- **Tugas yang diberikan**
Temukan semua baris pada entri di bawah yang mengandung kata "dancing", lalu salin setiap baris tersebut.

- **Masukan latihan**
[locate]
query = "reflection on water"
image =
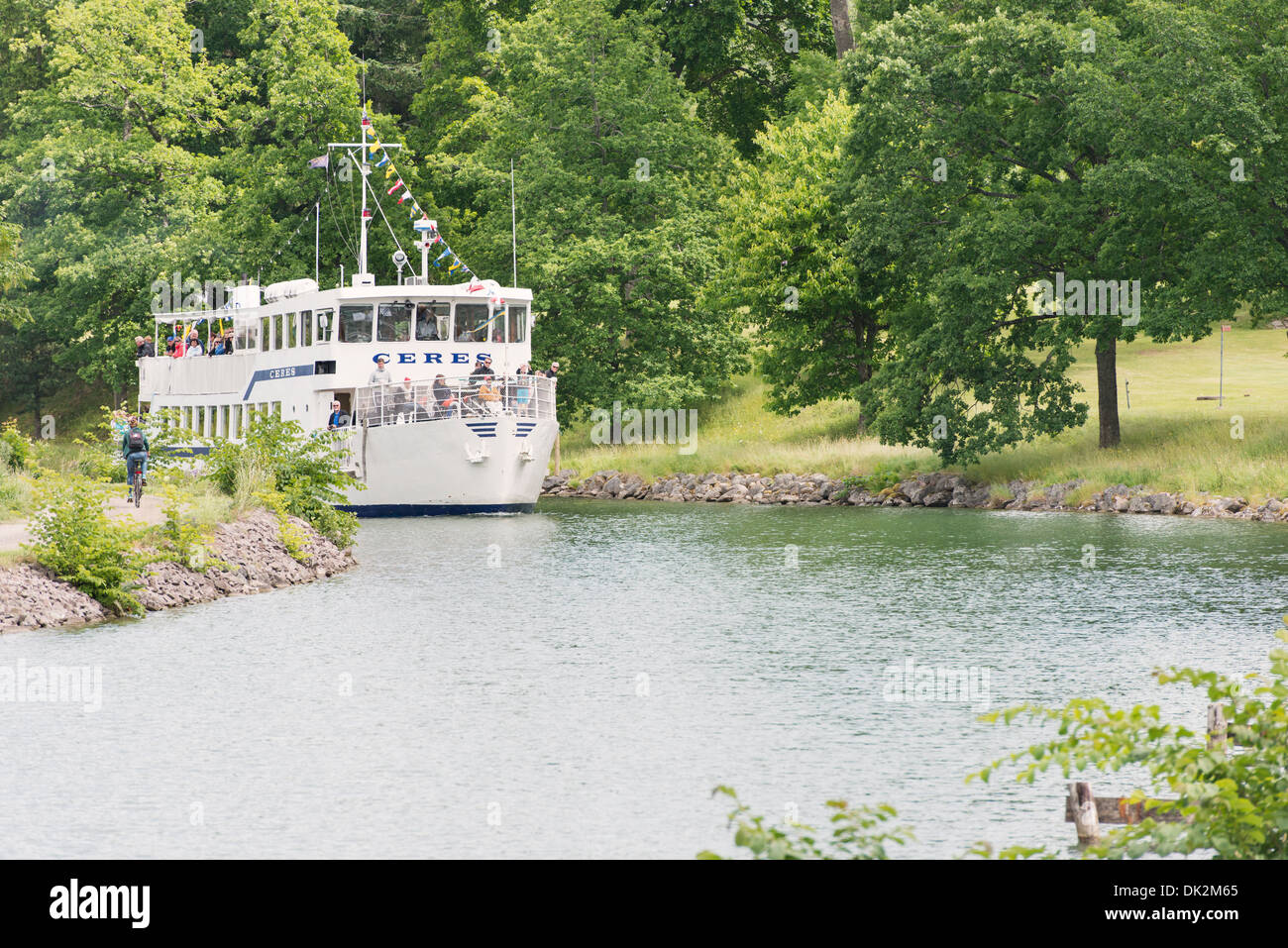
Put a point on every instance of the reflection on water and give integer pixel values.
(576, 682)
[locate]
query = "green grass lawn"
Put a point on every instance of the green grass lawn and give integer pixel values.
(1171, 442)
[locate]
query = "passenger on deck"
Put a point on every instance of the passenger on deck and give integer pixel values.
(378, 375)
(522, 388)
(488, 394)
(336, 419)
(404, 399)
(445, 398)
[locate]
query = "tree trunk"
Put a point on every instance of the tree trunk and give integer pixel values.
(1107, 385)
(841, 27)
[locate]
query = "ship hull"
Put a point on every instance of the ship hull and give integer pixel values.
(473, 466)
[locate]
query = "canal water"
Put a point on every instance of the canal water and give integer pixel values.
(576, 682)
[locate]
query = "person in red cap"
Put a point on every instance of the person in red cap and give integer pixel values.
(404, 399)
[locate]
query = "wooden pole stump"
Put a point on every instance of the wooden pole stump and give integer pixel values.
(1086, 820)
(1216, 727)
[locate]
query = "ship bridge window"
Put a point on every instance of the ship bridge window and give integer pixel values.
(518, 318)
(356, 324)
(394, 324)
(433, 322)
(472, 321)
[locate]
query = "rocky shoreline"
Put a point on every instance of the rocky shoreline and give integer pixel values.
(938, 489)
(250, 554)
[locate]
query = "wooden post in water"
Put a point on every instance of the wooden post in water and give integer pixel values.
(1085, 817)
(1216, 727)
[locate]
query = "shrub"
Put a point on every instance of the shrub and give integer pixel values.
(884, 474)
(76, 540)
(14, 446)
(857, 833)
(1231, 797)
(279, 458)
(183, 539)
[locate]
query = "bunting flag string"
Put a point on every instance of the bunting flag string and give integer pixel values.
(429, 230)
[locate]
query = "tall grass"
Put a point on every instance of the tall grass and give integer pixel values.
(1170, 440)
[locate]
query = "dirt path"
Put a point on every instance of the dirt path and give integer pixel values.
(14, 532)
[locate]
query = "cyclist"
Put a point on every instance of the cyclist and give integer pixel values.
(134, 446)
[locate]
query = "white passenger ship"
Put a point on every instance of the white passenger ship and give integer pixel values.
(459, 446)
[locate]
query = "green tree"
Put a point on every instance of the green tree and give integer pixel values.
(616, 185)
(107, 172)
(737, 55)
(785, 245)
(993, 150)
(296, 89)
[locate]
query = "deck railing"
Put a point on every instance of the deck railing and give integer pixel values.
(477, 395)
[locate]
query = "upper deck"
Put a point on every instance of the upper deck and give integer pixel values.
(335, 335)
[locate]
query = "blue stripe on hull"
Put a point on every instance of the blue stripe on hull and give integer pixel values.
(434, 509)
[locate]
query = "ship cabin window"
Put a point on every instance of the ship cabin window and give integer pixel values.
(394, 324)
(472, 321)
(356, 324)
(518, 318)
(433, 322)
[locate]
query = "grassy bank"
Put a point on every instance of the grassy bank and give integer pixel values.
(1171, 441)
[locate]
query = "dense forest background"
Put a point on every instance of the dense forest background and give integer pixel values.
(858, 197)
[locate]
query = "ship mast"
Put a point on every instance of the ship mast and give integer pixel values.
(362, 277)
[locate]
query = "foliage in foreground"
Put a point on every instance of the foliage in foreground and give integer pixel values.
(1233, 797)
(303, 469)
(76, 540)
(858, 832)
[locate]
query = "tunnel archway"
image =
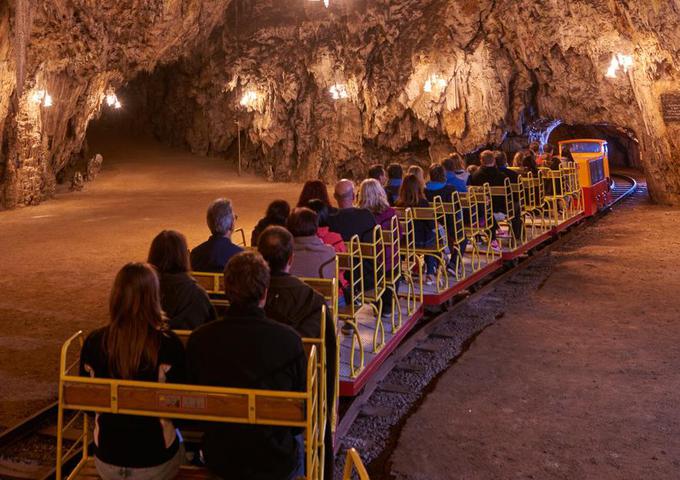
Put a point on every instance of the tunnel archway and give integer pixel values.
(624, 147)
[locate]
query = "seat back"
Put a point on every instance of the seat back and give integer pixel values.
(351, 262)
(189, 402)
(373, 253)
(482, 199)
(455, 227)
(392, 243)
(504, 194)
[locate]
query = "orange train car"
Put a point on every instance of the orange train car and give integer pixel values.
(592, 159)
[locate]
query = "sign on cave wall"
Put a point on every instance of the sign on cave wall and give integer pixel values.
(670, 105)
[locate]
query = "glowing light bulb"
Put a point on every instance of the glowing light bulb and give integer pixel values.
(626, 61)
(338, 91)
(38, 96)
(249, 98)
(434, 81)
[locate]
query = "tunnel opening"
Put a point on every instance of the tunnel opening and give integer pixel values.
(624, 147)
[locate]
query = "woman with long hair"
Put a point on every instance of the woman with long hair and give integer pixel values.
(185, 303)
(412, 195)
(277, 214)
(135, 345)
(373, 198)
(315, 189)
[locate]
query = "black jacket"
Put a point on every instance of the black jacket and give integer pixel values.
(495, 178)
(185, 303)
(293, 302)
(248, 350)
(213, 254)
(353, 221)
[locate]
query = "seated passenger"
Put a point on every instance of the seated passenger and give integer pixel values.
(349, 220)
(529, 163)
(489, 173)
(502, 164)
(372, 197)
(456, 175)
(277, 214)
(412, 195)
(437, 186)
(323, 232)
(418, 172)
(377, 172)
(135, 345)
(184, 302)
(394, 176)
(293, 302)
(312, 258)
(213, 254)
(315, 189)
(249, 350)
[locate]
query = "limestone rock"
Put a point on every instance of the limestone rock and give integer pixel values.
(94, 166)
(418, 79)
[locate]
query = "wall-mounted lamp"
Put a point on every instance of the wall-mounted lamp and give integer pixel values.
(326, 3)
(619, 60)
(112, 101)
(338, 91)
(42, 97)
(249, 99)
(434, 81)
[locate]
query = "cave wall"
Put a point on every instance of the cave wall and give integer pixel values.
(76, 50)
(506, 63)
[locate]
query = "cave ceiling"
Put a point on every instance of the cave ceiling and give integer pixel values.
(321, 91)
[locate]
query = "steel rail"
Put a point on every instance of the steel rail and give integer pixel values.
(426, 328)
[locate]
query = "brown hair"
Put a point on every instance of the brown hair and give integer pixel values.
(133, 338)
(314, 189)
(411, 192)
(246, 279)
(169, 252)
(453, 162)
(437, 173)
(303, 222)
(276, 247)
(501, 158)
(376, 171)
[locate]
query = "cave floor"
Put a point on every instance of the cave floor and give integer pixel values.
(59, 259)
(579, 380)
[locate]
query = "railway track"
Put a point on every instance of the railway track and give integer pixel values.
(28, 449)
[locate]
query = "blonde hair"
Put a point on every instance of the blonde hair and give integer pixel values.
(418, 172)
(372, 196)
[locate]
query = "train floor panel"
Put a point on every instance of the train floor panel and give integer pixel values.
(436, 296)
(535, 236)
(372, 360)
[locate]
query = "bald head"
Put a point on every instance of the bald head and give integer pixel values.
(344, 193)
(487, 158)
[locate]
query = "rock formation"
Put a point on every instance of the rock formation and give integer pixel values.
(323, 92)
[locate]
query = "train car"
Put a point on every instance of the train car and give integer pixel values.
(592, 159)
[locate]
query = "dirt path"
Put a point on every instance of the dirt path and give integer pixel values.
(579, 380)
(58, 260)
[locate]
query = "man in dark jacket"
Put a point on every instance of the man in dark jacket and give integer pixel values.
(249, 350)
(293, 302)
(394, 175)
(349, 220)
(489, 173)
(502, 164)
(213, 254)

---

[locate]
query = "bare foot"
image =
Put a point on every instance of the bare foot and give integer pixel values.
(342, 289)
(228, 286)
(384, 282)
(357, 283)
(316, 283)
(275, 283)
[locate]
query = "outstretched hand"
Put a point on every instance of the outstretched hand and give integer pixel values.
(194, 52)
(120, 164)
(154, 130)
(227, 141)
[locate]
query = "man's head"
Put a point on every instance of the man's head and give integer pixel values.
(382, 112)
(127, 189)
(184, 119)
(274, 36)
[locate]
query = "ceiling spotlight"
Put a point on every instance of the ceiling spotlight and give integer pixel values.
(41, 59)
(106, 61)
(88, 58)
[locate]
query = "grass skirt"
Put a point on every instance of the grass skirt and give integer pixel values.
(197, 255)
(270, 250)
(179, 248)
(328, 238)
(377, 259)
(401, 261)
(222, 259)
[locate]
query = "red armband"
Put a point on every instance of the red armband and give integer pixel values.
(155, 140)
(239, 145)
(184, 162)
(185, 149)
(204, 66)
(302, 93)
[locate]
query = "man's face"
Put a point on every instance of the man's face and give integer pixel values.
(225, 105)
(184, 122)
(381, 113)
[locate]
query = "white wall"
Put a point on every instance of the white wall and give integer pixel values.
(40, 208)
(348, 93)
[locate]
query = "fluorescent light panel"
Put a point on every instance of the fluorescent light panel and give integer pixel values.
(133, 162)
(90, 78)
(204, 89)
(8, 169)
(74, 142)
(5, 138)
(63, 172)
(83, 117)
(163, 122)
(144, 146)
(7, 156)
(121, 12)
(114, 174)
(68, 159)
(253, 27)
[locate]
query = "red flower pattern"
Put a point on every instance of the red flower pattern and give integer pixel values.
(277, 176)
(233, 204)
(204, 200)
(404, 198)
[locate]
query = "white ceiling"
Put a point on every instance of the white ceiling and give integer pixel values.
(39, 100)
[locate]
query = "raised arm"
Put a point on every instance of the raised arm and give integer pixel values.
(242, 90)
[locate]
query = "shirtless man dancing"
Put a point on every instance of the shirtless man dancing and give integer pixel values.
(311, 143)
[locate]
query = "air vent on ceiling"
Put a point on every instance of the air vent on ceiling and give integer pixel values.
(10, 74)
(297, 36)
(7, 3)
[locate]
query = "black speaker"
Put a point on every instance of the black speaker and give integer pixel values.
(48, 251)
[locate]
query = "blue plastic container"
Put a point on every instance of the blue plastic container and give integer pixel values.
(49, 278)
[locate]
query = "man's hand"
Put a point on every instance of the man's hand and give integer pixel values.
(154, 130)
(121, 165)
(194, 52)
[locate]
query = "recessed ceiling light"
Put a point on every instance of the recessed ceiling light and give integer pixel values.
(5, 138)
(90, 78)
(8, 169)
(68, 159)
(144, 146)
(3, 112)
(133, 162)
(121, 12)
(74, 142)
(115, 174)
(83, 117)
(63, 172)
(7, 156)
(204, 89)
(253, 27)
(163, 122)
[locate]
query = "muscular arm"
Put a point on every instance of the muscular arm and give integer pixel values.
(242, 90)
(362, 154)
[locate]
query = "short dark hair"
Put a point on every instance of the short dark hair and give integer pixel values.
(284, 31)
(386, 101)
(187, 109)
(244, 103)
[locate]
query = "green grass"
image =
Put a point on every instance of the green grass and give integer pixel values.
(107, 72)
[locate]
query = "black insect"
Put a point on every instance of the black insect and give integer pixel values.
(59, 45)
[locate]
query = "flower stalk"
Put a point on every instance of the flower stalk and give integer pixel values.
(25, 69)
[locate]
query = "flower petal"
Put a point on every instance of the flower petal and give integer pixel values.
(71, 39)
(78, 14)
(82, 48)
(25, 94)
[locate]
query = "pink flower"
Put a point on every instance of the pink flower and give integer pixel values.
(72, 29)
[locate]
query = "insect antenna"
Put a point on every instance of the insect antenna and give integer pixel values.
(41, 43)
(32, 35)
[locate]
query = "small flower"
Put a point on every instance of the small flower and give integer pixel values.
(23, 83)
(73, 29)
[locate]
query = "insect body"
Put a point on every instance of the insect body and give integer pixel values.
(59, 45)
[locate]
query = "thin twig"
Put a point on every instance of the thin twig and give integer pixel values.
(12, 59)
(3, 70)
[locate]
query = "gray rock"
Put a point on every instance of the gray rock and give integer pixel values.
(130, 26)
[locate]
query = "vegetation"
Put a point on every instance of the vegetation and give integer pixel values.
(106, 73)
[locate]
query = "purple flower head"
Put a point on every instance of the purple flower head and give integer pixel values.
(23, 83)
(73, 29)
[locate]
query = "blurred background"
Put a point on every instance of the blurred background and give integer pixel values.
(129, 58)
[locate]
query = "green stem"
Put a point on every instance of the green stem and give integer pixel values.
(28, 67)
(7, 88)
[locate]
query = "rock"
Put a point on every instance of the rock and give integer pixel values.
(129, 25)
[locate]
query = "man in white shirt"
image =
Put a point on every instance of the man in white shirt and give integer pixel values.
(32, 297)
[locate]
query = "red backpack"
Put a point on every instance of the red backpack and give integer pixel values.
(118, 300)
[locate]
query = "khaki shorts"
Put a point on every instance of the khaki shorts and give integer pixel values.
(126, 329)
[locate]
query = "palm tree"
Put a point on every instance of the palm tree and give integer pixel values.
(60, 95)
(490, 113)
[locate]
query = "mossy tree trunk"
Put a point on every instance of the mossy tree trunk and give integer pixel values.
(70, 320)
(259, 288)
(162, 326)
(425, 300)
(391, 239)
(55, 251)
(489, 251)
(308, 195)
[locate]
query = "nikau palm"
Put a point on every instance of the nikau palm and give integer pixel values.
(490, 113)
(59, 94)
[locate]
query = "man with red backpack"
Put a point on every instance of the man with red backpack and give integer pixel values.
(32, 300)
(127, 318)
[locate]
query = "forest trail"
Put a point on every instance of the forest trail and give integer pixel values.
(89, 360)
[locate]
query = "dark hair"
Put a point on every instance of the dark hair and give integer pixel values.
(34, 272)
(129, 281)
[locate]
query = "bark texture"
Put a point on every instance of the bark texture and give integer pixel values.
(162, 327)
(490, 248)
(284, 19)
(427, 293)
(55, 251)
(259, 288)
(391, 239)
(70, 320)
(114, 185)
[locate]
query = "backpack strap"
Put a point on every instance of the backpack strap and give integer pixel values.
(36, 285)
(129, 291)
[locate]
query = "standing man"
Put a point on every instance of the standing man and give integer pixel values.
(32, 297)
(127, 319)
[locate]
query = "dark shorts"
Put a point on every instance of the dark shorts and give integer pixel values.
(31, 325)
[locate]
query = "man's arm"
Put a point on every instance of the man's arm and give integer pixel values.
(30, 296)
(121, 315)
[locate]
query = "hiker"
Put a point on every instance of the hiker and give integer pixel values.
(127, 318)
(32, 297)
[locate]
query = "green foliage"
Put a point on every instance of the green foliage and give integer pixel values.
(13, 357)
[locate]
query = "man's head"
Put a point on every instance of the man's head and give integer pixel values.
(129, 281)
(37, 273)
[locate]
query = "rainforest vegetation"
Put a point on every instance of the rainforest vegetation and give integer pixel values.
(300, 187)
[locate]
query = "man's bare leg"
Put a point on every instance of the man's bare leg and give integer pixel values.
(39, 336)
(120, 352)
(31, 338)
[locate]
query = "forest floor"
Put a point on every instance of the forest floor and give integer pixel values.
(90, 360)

- **Penyelesaian**
query = "shirtless man dancing"
Put a point on every instance of the shirtless man dancing and give integer pixel values.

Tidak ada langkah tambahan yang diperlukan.